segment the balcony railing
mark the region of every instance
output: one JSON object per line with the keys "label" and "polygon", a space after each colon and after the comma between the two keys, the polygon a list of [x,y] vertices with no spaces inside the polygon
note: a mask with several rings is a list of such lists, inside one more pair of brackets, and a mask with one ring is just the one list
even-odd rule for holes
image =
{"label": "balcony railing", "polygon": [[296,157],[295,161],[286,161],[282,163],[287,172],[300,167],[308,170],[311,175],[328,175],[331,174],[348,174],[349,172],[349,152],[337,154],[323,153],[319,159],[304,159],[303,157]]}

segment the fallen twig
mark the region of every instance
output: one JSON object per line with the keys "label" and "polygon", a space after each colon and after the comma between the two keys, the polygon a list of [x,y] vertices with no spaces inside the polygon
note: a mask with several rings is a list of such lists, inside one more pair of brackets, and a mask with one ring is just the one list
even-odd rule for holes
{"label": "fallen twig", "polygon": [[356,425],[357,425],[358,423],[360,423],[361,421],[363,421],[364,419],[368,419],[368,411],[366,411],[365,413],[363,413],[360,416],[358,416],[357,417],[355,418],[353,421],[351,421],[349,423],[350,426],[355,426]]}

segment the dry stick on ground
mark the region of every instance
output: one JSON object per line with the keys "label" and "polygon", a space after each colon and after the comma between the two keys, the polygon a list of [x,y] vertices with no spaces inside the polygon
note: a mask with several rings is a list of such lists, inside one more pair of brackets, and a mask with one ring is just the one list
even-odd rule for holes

_The task_
Reproduce the rows verbatim, starting at the line that contains "segment the fallen twig" and ending at the last line of the rows, with both of those lines included.

_Final answer_
segment the fallen twig
mark the region of every instance
output: one JSON object per line with the keys "label" and "polygon", a space after each colon and after the comma between the two keys, the polygon a list of [x,y] vertices with no spaces inside the polygon
note: a mask with several rings is a list of such lists, inside one more pair of brackets, and a mask with one ring is just the one list
even-odd rule for holes
{"label": "fallen twig", "polygon": [[356,425],[357,425],[358,423],[360,423],[361,421],[363,421],[364,419],[368,419],[368,411],[366,411],[365,413],[363,413],[360,416],[358,416],[357,417],[355,418],[353,421],[351,421],[349,423],[350,426],[355,426]]}

segment the dry stick on ground
mark the region of every instance
output: one JSON object per line with the keys "label" and "polygon", a space after each colon and after the comma between the two keys, the polygon a list of [x,y] vertices with no spaces inside the polygon
note: a mask with several rings is a list of such lists, inside one more pair of brackets, and a mask with one ring is just the one list
even-odd rule for holes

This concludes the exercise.